### PROMPT
Report each line of the listing below that contains the word "denim", copying every such line in full.

### TASK DATA
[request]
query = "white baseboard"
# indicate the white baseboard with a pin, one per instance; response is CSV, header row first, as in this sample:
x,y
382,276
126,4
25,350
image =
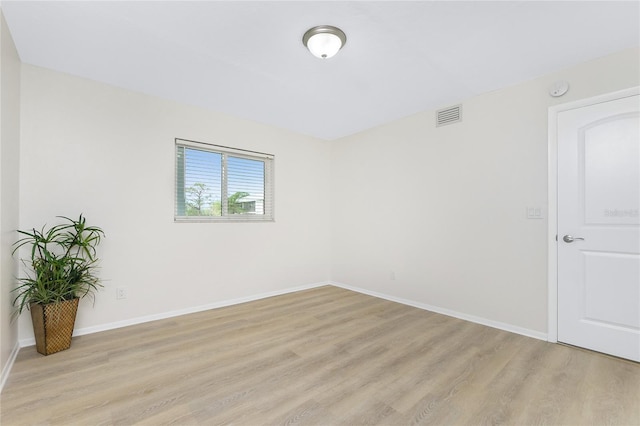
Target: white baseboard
x,y
478,320
170,314
139,320
6,369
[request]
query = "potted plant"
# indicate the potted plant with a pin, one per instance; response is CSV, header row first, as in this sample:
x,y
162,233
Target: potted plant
x,y
61,270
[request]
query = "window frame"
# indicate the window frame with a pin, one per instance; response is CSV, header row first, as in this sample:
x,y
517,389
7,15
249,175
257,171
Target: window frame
x,y
225,151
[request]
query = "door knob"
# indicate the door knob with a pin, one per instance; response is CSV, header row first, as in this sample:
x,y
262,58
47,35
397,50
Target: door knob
x,y
570,239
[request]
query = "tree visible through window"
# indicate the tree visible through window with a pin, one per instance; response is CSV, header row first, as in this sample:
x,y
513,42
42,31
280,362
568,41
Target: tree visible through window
x,y
218,183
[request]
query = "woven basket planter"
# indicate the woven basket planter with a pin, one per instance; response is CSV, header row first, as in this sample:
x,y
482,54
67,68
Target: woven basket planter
x,y
53,325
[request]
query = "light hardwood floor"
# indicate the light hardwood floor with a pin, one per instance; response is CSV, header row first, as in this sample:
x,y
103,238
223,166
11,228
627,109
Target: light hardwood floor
x,y
325,356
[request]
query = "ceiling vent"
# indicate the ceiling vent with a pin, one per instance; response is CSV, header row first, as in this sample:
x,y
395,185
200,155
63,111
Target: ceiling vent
x,y
449,115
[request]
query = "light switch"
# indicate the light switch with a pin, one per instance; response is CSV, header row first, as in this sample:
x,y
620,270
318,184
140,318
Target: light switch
x,y
534,213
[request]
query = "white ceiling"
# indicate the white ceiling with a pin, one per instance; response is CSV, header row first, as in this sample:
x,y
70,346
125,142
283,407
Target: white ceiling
x,y
247,58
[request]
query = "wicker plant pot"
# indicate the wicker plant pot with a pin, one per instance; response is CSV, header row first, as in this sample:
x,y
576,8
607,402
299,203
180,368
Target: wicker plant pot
x,y
53,325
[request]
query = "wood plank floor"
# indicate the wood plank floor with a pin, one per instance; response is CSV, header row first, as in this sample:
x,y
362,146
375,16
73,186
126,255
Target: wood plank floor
x,y
325,356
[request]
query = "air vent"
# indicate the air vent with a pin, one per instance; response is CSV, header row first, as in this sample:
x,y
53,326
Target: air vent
x,y
448,115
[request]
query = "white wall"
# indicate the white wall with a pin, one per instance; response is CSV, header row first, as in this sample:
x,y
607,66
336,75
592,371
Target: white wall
x,y
444,209
9,151
109,153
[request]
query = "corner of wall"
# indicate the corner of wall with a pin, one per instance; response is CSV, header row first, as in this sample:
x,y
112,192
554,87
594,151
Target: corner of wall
x,y
9,192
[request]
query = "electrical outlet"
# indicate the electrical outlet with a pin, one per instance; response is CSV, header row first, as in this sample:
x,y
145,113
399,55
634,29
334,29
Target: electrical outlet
x,y
121,293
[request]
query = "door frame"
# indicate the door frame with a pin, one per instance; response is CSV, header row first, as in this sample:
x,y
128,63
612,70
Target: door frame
x,y
552,191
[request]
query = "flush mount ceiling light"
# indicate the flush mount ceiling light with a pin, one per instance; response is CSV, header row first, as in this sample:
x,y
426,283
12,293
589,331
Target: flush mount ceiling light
x,y
324,41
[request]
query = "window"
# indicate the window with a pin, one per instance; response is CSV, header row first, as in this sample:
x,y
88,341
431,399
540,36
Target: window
x,y
216,183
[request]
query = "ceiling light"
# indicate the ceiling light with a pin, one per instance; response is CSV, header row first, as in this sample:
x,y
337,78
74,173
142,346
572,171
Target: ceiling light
x,y
324,41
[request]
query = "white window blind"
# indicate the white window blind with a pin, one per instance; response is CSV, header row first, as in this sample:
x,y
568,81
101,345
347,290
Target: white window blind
x,y
217,183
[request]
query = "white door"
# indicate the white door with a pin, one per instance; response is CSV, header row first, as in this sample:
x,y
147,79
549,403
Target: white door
x,y
598,227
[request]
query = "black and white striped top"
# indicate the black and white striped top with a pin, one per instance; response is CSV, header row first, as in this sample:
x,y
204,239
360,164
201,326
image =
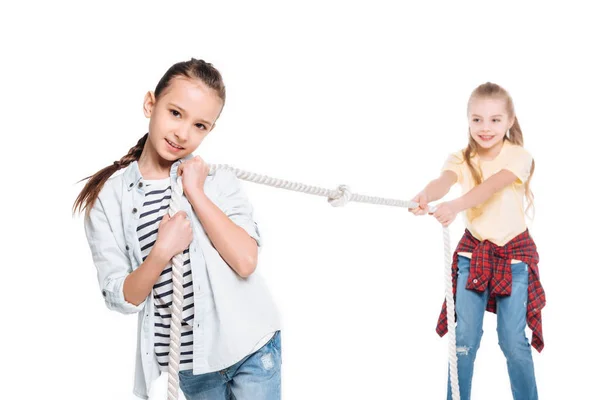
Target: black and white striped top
x,y
156,205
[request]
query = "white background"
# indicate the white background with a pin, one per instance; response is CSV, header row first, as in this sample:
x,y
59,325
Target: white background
x,y
323,93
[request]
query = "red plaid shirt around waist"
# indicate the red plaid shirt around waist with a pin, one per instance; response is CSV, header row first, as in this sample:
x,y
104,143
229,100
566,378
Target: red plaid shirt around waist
x,y
491,267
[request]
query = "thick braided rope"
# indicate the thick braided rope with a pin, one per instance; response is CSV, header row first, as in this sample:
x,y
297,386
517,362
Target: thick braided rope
x,y
176,304
452,358
336,198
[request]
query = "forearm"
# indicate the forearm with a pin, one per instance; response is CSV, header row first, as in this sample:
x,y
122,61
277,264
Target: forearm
x,y
484,191
138,284
438,188
236,247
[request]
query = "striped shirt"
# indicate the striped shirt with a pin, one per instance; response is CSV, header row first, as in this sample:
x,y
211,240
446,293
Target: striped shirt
x,y
155,206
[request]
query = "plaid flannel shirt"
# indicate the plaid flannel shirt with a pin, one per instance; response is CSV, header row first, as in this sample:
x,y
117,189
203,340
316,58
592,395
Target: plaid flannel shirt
x,y
491,267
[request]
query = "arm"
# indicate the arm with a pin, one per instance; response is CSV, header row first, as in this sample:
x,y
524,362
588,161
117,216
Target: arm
x,y
237,248
138,284
438,188
121,293
483,192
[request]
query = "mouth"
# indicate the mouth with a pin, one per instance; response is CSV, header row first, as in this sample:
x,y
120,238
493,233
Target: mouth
x,y
486,138
173,146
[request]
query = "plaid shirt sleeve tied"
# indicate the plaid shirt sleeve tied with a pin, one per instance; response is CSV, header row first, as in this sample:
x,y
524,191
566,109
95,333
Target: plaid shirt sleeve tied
x,y
491,268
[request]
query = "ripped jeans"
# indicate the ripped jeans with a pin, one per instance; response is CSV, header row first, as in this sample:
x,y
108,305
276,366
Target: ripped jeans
x,y
256,377
511,314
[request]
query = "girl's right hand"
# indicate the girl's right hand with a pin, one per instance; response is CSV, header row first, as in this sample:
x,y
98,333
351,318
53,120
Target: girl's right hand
x,y
174,234
423,208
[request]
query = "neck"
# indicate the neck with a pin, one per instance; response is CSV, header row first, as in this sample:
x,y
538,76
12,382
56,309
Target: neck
x,y
152,165
491,153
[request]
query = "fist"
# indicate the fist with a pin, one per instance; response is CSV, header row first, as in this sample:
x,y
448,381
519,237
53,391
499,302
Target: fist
x,y
193,174
174,234
422,209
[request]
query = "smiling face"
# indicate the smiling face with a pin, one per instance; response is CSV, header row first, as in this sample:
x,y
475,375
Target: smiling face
x,y
180,119
488,122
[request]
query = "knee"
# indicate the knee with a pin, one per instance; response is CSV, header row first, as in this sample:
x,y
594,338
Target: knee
x,y
512,343
467,341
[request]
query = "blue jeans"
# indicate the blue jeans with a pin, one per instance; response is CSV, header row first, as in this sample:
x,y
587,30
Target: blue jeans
x,y
255,377
511,313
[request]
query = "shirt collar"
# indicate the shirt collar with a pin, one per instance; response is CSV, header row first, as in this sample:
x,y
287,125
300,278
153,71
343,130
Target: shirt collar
x,y
133,176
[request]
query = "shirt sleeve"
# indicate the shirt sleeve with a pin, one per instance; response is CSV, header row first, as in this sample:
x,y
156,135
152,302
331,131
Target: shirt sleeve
x,y
454,163
112,264
519,163
236,206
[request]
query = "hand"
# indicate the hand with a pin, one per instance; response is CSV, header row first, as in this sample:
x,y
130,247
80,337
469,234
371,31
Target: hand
x,y
422,209
174,234
193,172
446,212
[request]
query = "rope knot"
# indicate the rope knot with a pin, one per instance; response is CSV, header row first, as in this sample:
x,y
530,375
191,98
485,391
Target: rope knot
x,y
341,198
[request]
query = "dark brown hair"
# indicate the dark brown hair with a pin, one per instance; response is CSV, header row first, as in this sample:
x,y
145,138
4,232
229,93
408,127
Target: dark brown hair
x,y
192,69
515,135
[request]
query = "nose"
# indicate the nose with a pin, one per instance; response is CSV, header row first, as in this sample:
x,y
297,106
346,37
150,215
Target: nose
x,y
182,133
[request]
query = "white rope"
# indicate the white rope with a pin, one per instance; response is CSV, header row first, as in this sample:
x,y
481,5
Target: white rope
x,y
337,198
176,304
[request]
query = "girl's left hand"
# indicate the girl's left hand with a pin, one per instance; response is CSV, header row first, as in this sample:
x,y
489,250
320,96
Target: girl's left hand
x,y
446,212
193,172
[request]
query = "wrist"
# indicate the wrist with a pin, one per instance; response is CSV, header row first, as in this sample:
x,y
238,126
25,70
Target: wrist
x,y
459,204
160,254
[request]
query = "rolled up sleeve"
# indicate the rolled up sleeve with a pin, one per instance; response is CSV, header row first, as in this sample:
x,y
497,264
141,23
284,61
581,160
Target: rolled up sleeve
x,y
112,264
236,206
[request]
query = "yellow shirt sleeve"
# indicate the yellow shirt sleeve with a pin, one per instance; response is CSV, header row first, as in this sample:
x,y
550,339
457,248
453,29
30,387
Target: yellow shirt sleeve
x,y
519,163
455,163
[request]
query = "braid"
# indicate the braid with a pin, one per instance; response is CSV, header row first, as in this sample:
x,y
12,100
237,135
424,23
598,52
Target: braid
x,y
92,188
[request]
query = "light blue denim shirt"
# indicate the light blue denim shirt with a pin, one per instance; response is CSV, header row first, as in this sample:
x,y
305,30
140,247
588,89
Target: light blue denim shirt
x,y
232,313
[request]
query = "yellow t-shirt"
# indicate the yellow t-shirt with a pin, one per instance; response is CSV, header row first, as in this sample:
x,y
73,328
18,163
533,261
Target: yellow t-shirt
x,y
502,217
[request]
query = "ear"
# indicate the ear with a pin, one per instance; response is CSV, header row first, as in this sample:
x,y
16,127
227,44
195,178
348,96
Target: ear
x,y
149,103
211,128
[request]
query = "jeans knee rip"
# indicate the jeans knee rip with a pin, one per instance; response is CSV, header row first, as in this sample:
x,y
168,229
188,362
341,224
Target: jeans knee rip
x,y
267,361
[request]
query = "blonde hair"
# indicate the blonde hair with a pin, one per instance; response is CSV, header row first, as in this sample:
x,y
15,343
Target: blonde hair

### WRITTEN SOLUTION
query = "light blue denim shirt"
# indicate the light blue denim shirt with a pin, one per instance; response is CSV, header row first, as in this sample:
Target: light blue denim shirt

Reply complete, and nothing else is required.